§ **Exercise objective**:
Below are some records. Return exactly the lines from the one with "dining table and" to the one with "of the carved", and nothing else.

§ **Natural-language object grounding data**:

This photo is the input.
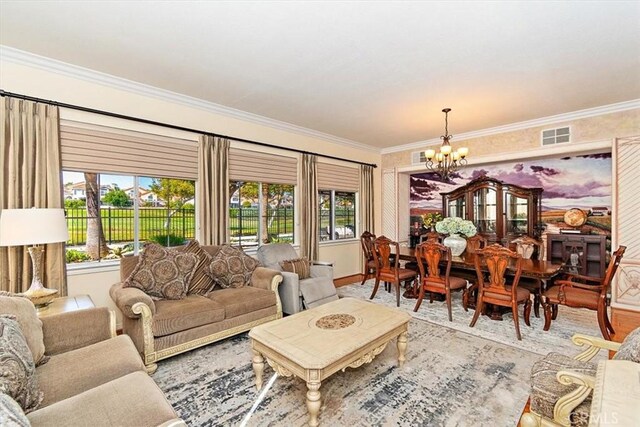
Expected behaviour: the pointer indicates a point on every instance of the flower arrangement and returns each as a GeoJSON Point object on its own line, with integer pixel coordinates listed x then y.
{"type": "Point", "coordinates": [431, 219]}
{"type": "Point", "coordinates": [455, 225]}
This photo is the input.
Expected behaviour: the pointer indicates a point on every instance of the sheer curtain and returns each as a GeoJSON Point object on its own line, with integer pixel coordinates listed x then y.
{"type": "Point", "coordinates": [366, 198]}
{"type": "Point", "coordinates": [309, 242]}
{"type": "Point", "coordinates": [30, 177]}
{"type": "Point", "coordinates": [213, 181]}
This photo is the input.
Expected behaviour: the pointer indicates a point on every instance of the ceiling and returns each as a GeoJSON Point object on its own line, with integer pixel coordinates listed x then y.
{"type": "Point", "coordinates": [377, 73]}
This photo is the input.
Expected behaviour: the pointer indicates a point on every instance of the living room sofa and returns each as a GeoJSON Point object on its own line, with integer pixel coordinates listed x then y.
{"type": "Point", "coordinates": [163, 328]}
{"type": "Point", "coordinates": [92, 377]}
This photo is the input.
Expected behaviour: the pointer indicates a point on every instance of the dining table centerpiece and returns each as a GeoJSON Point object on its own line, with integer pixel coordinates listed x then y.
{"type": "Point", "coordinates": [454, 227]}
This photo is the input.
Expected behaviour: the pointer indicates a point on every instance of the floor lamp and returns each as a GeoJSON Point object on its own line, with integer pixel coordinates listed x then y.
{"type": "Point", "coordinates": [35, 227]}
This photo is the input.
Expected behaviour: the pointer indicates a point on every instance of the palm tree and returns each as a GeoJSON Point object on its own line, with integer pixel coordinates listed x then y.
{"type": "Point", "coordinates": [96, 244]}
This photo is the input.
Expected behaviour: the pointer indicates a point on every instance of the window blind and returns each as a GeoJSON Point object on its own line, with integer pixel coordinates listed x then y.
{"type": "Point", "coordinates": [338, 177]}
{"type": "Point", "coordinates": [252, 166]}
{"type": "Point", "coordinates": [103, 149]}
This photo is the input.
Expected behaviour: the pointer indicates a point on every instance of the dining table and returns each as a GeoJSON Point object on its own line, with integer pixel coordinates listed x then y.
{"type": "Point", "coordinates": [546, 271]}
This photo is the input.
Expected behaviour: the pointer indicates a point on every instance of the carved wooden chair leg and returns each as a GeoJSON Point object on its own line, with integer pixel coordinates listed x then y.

* * *

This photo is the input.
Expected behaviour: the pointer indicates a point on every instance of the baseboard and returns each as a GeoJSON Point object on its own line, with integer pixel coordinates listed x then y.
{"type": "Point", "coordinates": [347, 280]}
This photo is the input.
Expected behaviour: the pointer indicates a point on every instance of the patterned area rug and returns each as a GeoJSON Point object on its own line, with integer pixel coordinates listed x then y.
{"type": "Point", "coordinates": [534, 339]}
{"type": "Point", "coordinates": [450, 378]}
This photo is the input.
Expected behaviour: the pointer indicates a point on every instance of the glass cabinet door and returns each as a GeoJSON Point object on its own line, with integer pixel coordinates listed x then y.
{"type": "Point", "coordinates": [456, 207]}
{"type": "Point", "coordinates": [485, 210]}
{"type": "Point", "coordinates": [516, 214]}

§ **Answer below**:
Expected behaviour: the pointer indicates a point on every instance of the dining table and returns each as a GeoJSON Point object on its own line, with integer pixel coordinates listed x then y.
{"type": "Point", "coordinates": [546, 271]}
This photo is the input.
Expected behaviour: the pointer indicates a point on every instance of the carved wooden chair leg and returns each as a GeoJSON Point object on its own line, with integer pixel coordinates listed x then y.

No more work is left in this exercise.